## Problem details:
Write the records out once more, exactly as they appear below.

------------------------------------------------------------------------

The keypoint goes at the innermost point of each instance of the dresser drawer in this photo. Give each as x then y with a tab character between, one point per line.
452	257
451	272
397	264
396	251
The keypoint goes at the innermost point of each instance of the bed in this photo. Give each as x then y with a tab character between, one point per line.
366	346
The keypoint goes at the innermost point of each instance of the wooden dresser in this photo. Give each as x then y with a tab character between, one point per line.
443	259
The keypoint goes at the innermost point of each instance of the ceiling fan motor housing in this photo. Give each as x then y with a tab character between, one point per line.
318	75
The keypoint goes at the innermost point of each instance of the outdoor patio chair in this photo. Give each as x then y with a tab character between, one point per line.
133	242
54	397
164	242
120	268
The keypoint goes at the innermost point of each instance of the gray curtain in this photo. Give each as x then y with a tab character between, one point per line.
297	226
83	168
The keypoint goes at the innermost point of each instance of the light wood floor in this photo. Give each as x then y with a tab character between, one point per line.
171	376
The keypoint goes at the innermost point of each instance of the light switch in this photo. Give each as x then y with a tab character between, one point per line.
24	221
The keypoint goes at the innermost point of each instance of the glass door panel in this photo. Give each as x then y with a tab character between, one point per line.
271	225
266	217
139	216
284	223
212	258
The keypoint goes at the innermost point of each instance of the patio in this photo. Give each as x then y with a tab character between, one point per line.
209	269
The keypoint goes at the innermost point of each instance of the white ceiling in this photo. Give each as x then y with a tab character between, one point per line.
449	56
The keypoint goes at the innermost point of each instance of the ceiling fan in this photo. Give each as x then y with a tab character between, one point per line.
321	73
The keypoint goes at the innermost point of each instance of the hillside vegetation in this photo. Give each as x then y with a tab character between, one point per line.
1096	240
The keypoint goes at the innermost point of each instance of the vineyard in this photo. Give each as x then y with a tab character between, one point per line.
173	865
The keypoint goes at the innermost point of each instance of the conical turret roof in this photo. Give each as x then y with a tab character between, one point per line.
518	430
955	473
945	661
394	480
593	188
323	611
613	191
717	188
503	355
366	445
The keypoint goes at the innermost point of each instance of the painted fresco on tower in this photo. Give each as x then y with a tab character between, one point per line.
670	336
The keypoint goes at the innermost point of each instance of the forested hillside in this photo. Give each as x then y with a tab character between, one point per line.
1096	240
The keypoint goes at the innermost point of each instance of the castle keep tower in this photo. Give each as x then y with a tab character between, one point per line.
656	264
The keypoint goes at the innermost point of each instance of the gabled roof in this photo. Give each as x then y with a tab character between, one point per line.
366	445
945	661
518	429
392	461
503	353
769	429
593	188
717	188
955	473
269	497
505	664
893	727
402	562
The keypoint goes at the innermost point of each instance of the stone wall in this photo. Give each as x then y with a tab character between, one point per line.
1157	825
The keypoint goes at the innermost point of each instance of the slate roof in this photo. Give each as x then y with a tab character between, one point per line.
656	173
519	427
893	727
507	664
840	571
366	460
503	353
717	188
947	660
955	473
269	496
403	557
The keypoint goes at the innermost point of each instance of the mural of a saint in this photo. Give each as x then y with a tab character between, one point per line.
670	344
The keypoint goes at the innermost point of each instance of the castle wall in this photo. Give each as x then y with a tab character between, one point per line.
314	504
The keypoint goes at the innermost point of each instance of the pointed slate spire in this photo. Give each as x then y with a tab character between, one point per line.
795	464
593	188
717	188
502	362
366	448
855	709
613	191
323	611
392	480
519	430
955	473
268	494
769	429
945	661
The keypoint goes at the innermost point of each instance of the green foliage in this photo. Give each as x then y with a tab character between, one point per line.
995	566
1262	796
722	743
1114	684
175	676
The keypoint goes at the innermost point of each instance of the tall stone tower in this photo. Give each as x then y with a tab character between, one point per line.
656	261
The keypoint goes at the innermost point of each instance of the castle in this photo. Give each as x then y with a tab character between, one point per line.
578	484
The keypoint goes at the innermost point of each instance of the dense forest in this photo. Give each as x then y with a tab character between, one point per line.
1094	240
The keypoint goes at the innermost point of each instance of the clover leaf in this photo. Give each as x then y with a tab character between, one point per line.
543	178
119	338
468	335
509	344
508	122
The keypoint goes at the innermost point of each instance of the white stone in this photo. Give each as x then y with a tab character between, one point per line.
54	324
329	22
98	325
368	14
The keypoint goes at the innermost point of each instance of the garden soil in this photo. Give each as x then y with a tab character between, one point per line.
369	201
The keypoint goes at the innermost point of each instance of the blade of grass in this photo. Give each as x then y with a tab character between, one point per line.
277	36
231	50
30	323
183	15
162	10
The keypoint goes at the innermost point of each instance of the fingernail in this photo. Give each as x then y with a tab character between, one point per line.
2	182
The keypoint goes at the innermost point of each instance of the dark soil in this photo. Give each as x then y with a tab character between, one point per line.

------------------------------------------------------------------------

## Your response:
The keypoint goes at the innermost point of each instance of the dresser drawer in this photo. Give each as x then y with a tab character between, one point per line.
452	257
451	272
397	264
396	251
The keypoint goes at the innermost point of each instance of the bed in this photo. Give each as x then y with a tab character between, one point per line.
366	346
The keypoint goes at the innermost point of each instance of the wooden dresser in this photo. Give each as x then y with a tab character between, one point per line.
443	259
The keypoint goes at the innermost point of each instance of the ceiling fan motor housing in this photo. Give each as x then y with a tab character between, one point per line.
318	75
The keypoint goes at the innermost point of each instance of the outdoor patio chair in this photo. Give each as x then y with a tab character between, one point per line.
133	242
54	397
164	242
120	268
The keypoint goes at the innermost point of each instance of the gray curtain in this photo. Give each as x then y with a tab character between, one point per line.
297	226
83	168
The keypoint goes at the innermost point of each instance of the light wood floor in this photo. Give each as x then y with a tab character between, one point per line.
171	376
The keypoint goes at the innermost point of each instance of the light switch in this photo. Give each as x then y with a tab character between, one point per line.
24	221
The keypoint goes at the innermost point of each instance of the glass door panel in this photo. Give each as x then y with a tab character between, one point per line.
271	225
266	217
139	216
284	223
212	258
The keypoint goes at the innermost point of each instance of the patio in this photo. Give each as x then y with a tab character between, one point per line.
209	269
The keypoint goes at the innermost point of each instance of the white ceiling in this photo. Give each as x then y with a tab character between, one point per line.
449	56
The keypoint goes at the innermost point of each instance of the ceiling fan in this photo. Give each as x then y with a tab character between, one point per line.
321	73
The keypoint goes at the innermost point of each instance of the hillside vegetation in this photo. Give each as x then y with a tab character between, one point per line.
1096	240
The keypoint goes at the innermost point of each instance of the vineyard in this photo. Give each as x then y with a tab character between, one point per line.
173	865
The keypoint goes at the innermost point of each instance of the conical turret roof in this photo. Give each as x then y with a tab character between, one point per line.
518	430
955	473
945	661
394	480
593	188
323	611
613	191
717	188
503	355
366	445
The keypoint goes at the innermost point of each instance of the painted fresco on tower in this photo. Give each as x then y with a tab character between, one point per line.
670	336
The keypoint goes at the innermost point of each instance of the forested hillside in this photo. Give each as x then y with a tab character between, one point per line.
1096	240
The keypoint goes at the innermost point of each instance of the castle keep tower in this photo. Give each as x then y with a tab character between, one point per line.
656	264
The keypoint goes at the innermost point of each instance of the gabled roof in this photo. Give each as x then y with a tab character between, one point per line.
366	445
945	661
518	429
392	461
503	353
769	429
593	188
717	188
955	473
269	497
505	664
893	727
402	562
The keypoint goes at the innermost point of each instance of the stone wall in this photo. Give each as x then y with a tab character between, one point per line.
1157	825
The keypoint goes at the innermost point of each instance of the slate roof in this photo. Give each as x then y with a tab character between, one point per line.
656	173
519	427
893	727
507	664
840	571
366	460
503	353
717	188
947	660
955	473
269	496
403	557
The keypoint goes at the innermost point of each instance of the mural of a saint in this photo. Give each as x then y with a tab character between, one point per line.
670	344
The keypoint goes at the innermost point of each instance of the castle wall in this photo. Give each as x then y with a tab character between, one point per line.
314	504
The keypoint goes at the innermost point of each instance of the pointed slate spire in this photo. Give each as x then y with a tab character between, one point per line.
795	464
593	188
717	188
502	362
366	448
855	709
613	191
323	611
392	480
519	430
955	473
268	494
769	429
945	661
The keypoint goes at the innermost point of each instance of the green foliage in this photo. Give each as x then y with a tab character between, one point per line.
995	566
1262	796
722	743
1114	684
175	676
The keypoint goes at the innermost point of each instance of the tall stone tower in this photo. Give each as x then y with a tab character between, one point per line.
656	261
The keypoint goes at the innermost point of each instance of the castle in this photo. Give each as x then y with a tab character between, one point per line.
578	484
The keypoint goes at the innermost point of each instance of the dense forest in this photo. Give each as x then y with a tab character between, one point per line.
1094	240
The keypoint goes at the innermost point of each instance of the clover leaf in this photo. Give each as x then y with a tab character between, one point per line.
543	178
119	338
468	335
509	344
508	122
The keypoint goes at the innermost point of each instance of the white stone in this photo. Give each as x then y with a tab character between, one point per line.
54	324
329	22
98	325
368	14
The keypoint goes at the innermost point of each instance of the garden soil in this photo. Give each as x then y with a tab character between, one point per line.
369	201
The keypoint goes at the innermost point of each instance of the blade of grass in this photo. Give each as x then y with a tab character between, one point per line.
277	36
231	50
30	323
183	15
162	10
The keypoint goes at the innermost point of each instance of the fingernail in this photo. Give each as x then y with a tab character between, one point per line.
2	182
The keypoint goes at the innermost point of each instance of the dark soil in this photo. Give each as x then y with a tab character between, one point per line.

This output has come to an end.